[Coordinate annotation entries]
^^^^

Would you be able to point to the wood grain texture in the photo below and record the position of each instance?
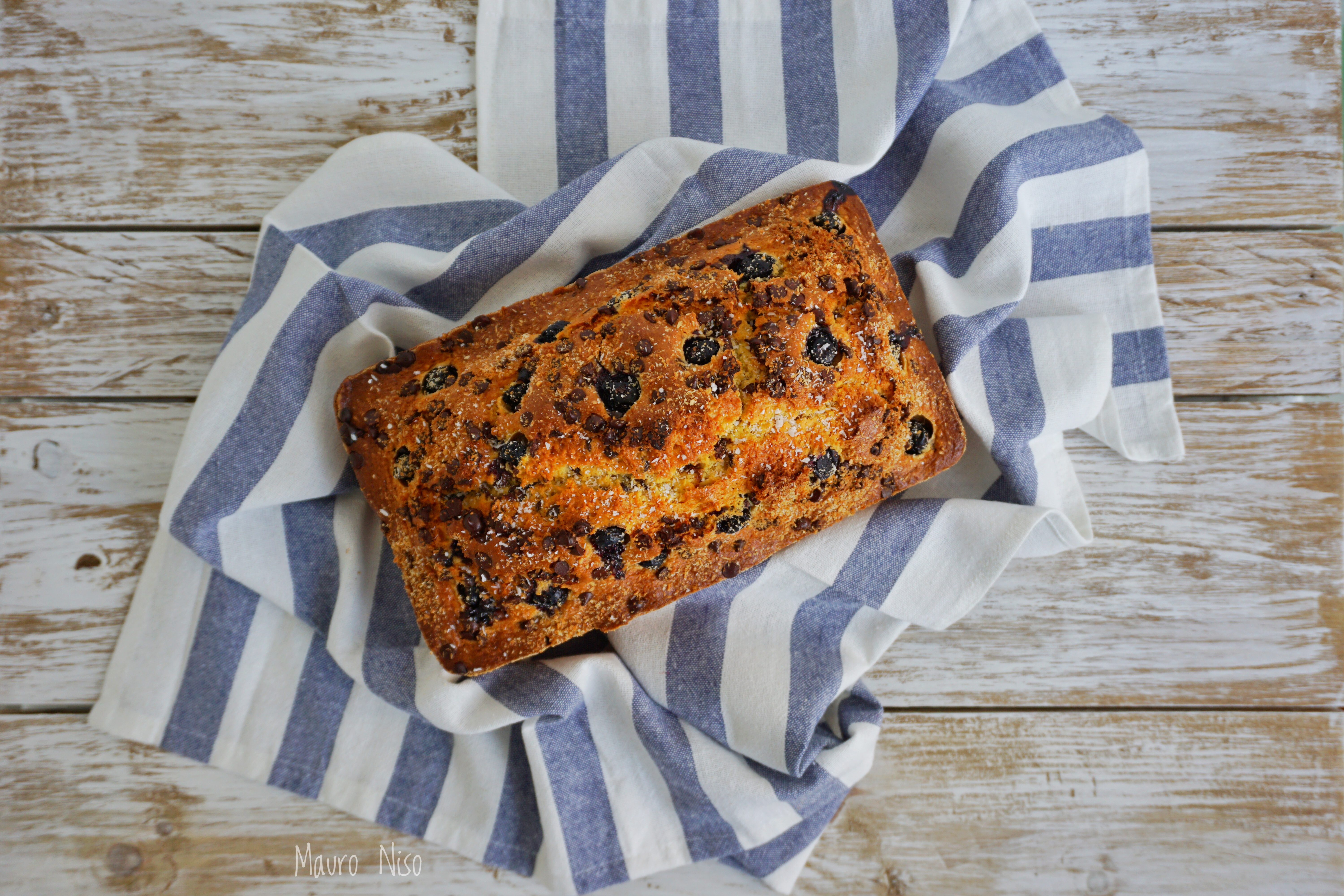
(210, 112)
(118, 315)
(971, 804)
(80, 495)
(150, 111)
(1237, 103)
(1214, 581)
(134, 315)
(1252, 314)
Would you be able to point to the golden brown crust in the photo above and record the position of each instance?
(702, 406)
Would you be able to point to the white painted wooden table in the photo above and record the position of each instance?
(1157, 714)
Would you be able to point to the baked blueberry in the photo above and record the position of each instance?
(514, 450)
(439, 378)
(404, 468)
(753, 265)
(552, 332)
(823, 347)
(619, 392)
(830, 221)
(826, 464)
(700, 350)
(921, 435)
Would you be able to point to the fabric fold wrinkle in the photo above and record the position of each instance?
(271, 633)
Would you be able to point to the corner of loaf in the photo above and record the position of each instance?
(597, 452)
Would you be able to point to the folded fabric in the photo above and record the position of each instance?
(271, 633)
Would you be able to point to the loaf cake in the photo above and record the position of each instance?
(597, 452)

^^^^

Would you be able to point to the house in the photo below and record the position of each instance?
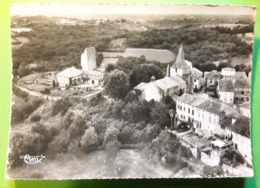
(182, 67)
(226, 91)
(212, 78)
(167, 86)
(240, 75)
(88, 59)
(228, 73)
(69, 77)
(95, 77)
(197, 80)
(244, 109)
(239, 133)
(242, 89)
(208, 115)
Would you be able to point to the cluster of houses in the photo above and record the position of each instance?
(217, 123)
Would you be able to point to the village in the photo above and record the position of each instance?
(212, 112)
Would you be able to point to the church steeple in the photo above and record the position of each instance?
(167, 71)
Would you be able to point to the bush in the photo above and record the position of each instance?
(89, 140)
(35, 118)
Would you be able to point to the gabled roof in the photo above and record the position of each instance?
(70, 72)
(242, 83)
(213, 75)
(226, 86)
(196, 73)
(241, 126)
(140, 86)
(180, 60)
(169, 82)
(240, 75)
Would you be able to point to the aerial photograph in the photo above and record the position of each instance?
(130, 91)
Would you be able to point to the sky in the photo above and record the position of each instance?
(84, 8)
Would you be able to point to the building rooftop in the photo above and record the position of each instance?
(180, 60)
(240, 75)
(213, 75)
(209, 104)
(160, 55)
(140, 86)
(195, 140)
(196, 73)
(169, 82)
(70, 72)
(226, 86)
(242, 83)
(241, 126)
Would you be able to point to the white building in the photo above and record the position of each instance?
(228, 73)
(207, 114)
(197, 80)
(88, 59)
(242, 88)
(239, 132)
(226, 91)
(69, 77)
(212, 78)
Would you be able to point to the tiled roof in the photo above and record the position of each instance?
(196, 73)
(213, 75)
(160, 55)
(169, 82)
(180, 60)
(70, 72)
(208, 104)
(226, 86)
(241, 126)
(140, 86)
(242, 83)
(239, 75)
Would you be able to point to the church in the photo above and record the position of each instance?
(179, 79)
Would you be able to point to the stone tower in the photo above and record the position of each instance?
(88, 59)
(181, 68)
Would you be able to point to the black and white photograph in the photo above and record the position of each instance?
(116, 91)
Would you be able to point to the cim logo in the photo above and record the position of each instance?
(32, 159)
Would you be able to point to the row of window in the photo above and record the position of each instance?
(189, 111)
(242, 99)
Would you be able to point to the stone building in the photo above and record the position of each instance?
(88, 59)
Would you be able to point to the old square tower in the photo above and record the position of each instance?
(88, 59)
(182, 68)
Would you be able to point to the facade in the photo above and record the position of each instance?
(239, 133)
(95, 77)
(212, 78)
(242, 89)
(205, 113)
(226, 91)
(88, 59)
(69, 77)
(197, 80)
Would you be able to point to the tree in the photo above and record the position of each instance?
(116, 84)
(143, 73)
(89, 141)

^^^^

YOUR GOAL >>
Extract each line of the listing that contains the word "white". Case counts.

THE COMPLETED TASK >>
Would you be able to point to the white painted wooden table in the photo above and record the position of each instance?
Would you be able to point to the white building in the photo above and record the position of each instance?
Would you be able to point to the black and white photograph in the photo above and record the position of each instance?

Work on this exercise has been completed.